Ziele =>
1) Gib die Einträge unverändert aus, alles vom Anfang der Einträge bis hinunter zur Zeile mit "point(109, 219)", beide Enden eingeschlossen.
2) Schreib den Textauszug über Verkehrssicherheit und Tempolimit im Anschluss an seinen letzten Satz weiter.

Textauszug =>

Ziel: mehr Verkehrssicherheit – auch durch Tempolimit?

Die Abgeordneten machen sich für mehr Sicherheit auf Schleswig-Holsteins Straßen stark. Angestoßen von den Grünen flammt in dieser Diskussion der Disput um ein Tempolimit wieder auf.

Verkehrssicherheit Verkehrskontrolle Polizei Wohnmobil
Mit Schwerpunktkontrollen, hier im Bereich von Wohnwagenanhängern und Wohnmobilen, will die Polizei zur Verkehrssicherheit beitragen. Foto: dpa, Bodo Schackow

Ein Straßenverkehr ohne Schwerverletzte und Tote sei eine „Vision“ – aber eine, die anzustreben lohnt. Das betont Verkehrsminister Bernd Buchholz (FDP) in seinem Bericht über die vom Deutschen Verkehrssicherheitsrat aufgelegte Strategie „Vision Zero – Null Verkehrstote“.

Der Minister nannte drei Ansatzpunkte: Die Ausbildung der Verkehrsteilnehmer müsse verbessert werden, beginnend bei den Kleinsten, aber auch bei den besonders gefährdeten Radfahrern. Techniken wie Abbiegeassistenten bei Lkw oder automatisiertes Fahrens könnten helfen. Und: Die Infrastruktur müsse nachgerüstet werden, etwa durch den dreispurigen Ausbau von Bundesstraßen, die Nachbesserung von Kurven oder höherwertige Radwege. Die SPD warf der Landesregierung Passivität vor, und die Grünen stritten sich mit den Jamaika-Partnern CDU und FDP über ein Tempolimit auf Autobahnen.

Material zur Übung =>
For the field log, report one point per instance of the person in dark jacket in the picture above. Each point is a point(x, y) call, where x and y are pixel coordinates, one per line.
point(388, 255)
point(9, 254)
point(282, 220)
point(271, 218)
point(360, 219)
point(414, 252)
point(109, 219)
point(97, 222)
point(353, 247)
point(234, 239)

Gelöste Aufgaben =>
1)
For the field log, report one point per instance of the person in dark jacket in the picture above. Each point is a point(x, y) call, where x and y are pixel coordinates, one per line.
point(388, 255)
point(9, 254)
point(282, 220)
point(271, 218)
point(360, 219)
point(414, 252)
point(109, 219)

2)
SSW prangert langes Ringen mit der Verwaltung an

„Die Möglichkeiten sind vielfältig“, so Kai Vogel (SPD), aber die Landesregierung nutze sie nicht. Schleswig-Holstein belege bei den Unfallstatistiken oft einen hinteren Platz. Vogel forderte zusätzliche Leitplanken auf Landstraßen, mehr Geschwindigkeitskontrollen und Zäune für Wildwechsel – bei diesen Punkten sei jedoch „nichts von der Landesregierung zu hören“. Vor Ort drohe Bürgern häufig „ein langes Ringen mit der Verwaltung“, sagte Christian Dirschauer (SSW), wenn sie Zebrastreifen oder 30er-Zonen durchsetzen wollten.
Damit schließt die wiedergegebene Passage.